* **原文节选**
------------------------------------------------------------

刘 《化蛹为蝶》纪录了一种生命状态。片子的结构很明显,由主线和辅线交织构成,主线用“日记体”的方式,纪录了将要参加九月份“新苗杯”全国少儿杂技比赛的孩子们的训练生活;而辅线则纪录了那些没资格参加比赛的孩子们的心理感受。你是很自然地找到这种反衬手法的吗?
王 接触到赵丹丹时,就想好了。在快拍到一半的时候,也就是3、4月份,赵丹丹突然闯进我们视野,因为她愿意跟我们说话。那时,杂技团老师不允许孩子们跟我们多接触、多说话。还有个叫蔡文的小姑娘,她也没有参赛的资格,后来剪片时发现她没法结构,就没用。一段一段的“日记体”是一种表达方式,我觉得前期我们拍到的内容是很充分,当时拍了70多本素材带。
刘 Betacam带,一盘30分钟?
王 全拍完,大概35分钟,素材是很充分的。当然,根据情节需要,个别地方有时间上的变动,组与组之间的变动,但从总体趋势看这是符合整个事件发展规律的,细节变动是正常的。包括《拉着老母走天涯》也有细节变动。
刘 《化蛹为蝶》的主线是围绕着将要参加比赛的三个组——“叠罗汉手绢组”、“地圈组”和“空中软功组”展开的……
王 其实,当时拍了四个组。后来,“空中顶技组”没用。那组里有个小孩,跟其他孩子一般大,但特别会来事,她能跟老师把关系处理得很好。杂技团里规定不允许养动物,她就能养个小宠物,老师也不说。只要有节目她肯定都能上,她就有这本事。
刘 感觉他好像世故一些?
王 前几版,我都把她剪进去了,是作为一种反衬其他人的“对比”角色。后来想想,不忍心,她才十几岁,干嘛呢?作为电视编导,你对你的拍摄对象首先应该宽容。于是,我在成版的时候把她拿掉了,觉得没必要拿她做“对比”。
刘 这点是非常重要的。有的人只注意自己的表达,为了“好看”,甚至把拍摄对象捏变了形。
王 因为我要尊重我自己的感觉。现在看来,那种刻意的对比是很蠢的。《化蛹为蝶》我没用我的嘴告诉别人任何一句话,虽然解说词有我的感情成分,但大多数都是依着事实的背景介绍。
刘 我感觉“叠罗汉手绢”组和“地圈”组表现得饱满一些,有故事、有情绪起伏、有节奏,而“空中软功”组表现得单薄了一些,为什么?

------------------------------------------------------------

* **所给数据**
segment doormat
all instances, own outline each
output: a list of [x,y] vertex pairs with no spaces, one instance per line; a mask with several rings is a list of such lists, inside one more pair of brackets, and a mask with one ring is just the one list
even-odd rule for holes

------------------------------------------------------------

* **工作说明**
(a) 根据关于《化蛹为蝶》的访谈，列出当时拍摄过的全部杂技比赛组的名称。
(b) 接着关于《化蛹为蝶》的访谈最后一句往下续写。

* **参考答案**
(a) 叠罗汉手绢组、地圈组、空中软功组、空中顶技组

(b)
王 事件本身就比较单。
刘 跟拍的时间,这几个组一样吗?
王 是一样的。从2月跟拍到8月末。因为没有那么多东西,我为什么要去编造。纪录片是我的作品,不是像栏目那样的产品。所以,我奉行的原则一个是呈现,呈现你和这个世界之间的状态、关系;一个是表达,表达你对这个世界的理解,如此而已。作为一个集体呈现,比如呈现的值是N,等于AX+BY+CZ,不管权值相不相同,最后表达的N值饱满就可以了。“空中软功组”着重纪录了刘思宇,她身上有很多那个时代的东西,比如她生活在单亲家庭,她家是下岗人家,跟赵丹丹一样是交不起费用的。虽然显得单薄些,但我觉得她表达出的分量是你没法回避的东西。
刘 “叠罗汉手绢”组的女教练刘晓云老师很有个性。
王 这人本身就有个性。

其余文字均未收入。